(Items from a data source)
- - -
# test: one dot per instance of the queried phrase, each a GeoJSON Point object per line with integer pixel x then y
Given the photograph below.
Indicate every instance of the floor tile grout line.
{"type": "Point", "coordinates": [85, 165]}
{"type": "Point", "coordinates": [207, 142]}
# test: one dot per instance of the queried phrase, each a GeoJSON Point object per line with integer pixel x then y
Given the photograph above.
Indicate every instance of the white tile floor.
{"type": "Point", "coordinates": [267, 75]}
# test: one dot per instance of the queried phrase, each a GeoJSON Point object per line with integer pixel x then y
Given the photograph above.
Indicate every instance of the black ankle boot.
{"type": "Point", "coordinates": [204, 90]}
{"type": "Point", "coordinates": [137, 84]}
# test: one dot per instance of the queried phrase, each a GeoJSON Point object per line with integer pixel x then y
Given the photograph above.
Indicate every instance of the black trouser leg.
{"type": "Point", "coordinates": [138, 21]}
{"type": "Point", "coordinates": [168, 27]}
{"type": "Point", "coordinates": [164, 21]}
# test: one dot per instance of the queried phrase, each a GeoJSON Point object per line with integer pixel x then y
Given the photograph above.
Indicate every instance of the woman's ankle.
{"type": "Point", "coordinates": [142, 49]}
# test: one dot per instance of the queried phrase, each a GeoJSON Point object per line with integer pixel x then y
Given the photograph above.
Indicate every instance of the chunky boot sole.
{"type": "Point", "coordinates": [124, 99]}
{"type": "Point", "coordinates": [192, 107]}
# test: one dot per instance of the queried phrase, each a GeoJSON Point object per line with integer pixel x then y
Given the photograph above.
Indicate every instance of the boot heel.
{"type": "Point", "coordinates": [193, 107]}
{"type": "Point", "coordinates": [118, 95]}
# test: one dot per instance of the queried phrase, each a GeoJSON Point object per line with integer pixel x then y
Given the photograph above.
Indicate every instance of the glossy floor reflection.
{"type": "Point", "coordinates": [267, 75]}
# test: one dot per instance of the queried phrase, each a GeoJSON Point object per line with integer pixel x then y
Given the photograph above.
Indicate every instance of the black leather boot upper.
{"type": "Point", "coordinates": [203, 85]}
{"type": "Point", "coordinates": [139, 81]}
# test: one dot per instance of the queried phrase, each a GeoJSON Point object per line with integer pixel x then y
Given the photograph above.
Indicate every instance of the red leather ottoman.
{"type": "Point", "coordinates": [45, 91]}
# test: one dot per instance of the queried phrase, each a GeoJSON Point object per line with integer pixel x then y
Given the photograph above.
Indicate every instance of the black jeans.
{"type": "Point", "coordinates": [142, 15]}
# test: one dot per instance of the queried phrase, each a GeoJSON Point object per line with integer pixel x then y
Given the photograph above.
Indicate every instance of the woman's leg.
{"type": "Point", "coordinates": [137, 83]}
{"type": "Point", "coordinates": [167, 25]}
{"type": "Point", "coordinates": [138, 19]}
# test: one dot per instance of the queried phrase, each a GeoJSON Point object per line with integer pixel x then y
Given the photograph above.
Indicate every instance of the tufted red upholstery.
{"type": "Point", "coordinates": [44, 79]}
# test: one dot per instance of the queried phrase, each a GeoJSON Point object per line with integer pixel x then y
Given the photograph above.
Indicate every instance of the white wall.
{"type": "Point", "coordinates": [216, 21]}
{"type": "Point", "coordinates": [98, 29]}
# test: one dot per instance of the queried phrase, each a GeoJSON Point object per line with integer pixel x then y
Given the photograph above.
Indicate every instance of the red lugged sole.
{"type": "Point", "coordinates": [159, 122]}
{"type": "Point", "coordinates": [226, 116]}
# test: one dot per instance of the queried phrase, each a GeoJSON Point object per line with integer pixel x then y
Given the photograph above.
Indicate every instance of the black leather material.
- - -
* TASK ITEM: Write out all the data again, exactly as it appears.

* ANSWER TO THIS EXERCISE:
# test: one dot per instance of the queried phrase, each a GeoJSON Point object per line with integer pixel x then y
Given the photograph below.
Indicate every instance of the floor tile grout line.
{"type": "Point", "coordinates": [85, 165]}
{"type": "Point", "coordinates": [207, 142]}
# test: one dot per instance of the queried phrase, each a GeoJSON Point object per line with integer pixel x then y
Given the photograph above.
Indicate every instance of the white tile floor.
{"type": "Point", "coordinates": [267, 75]}
# test: one dot per instance of the queried phrase, each a GeoJSON Point object per line with integer pixel x then y
Given the photograph above.
Indicate every instance of the black ankle boot.
{"type": "Point", "coordinates": [204, 90]}
{"type": "Point", "coordinates": [137, 84]}
# test: one dot per instance of the queried phrase, each a GeoJSON Point object per line with integer pixel x then y
Given the photograph above.
Indicate every instance of the black trouser leg.
{"type": "Point", "coordinates": [138, 21]}
{"type": "Point", "coordinates": [168, 27]}
{"type": "Point", "coordinates": [164, 21]}
# test: one dot per instance of the queried phrase, each a GeoJSON Point object per line with integer pixel x then y
Given the photograph above.
Indicate every instance of the woman's ankle.
{"type": "Point", "coordinates": [142, 49]}
# test: one dot per instance of the queried phrase, each a GeoJSON Point object per line with integer pixel x then y
Given the photograph above.
Indicate every instance of the chunky boot sole.
{"type": "Point", "coordinates": [124, 99]}
{"type": "Point", "coordinates": [192, 107]}
# test: one dot per instance of the queried phrase, each a GeoJSON Point object per line with integer pixel x then y
Given the photograph above.
Indicate every instance of the boot heel.
{"type": "Point", "coordinates": [193, 107]}
{"type": "Point", "coordinates": [118, 95]}
# test: one dot per instance of the queried phrase, each a GeoJSON Point object per line with integer pixel x then y
Given the photograph above.
Indicate every instance of the glossy floor reflection.
{"type": "Point", "coordinates": [267, 75]}
# test: one dot per instance of the queried phrase, each a GeoJSON Point object per line with integer pixel x then y
Given the photograph above.
Indicate every instance of the black leather boot upper.
{"type": "Point", "coordinates": [203, 85]}
{"type": "Point", "coordinates": [139, 81]}
# test: one dot per instance of the queried phrase, each a GeoJSON Point object per line with integer pixel x then y
Given the photograph above.
Indicate every instance of the red leather ottoman.
{"type": "Point", "coordinates": [45, 91]}
# test: one dot per instance of the queried phrase, each a GeoJSON Point object per line with integer pixel x then y
Given the photograph above.
Indicate every instance of the black jeans.
{"type": "Point", "coordinates": [142, 15]}
# test: one dot per instance of the queried phrase, each a GeoJSON Point object per line with integer pixel x then y
Given the photograph above.
Indicate every instance of the woman's leg.
{"type": "Point", "coordinates": [137, 83]}
{"type": "Point", "coordinates": [167, 25]}
{"type": "Point", "coordinates": [138, 19]}
# test: one dot per instance of the queried phrase, each a GeoJSON Point object per line with integer pixel x then y
Given the photograph above.
Indicate every instance of the tufted red upholstery.
{"type": "Point", "coordinates": [44, 79]}
# test: one dot per instance of the queried phrase, each a GeoJSON Point object per line with integer pixel x then y
Given the photograph above.
Indicate every instance of the white wall.
{"type": "Point", "coordinates": [216, 21]}
{"type": "Point", "coordinates": [98, 29]}
# test: one dot per instance of the queried phrase, each a GeoJSON Point object per line with integer pixel x then y
Given the photograph above.
Indicate every instance of the red lugged sole.
{"type": "Point", "coordinates": [159, 122]}
{"type": "Point", "coordinates": [226, 116]}
# test: one dot per instance of the queried phrase, each a GeoJSON Point object per line with integer pixel x then y
Given the photograph above.
Indicate every instance of the black leather material.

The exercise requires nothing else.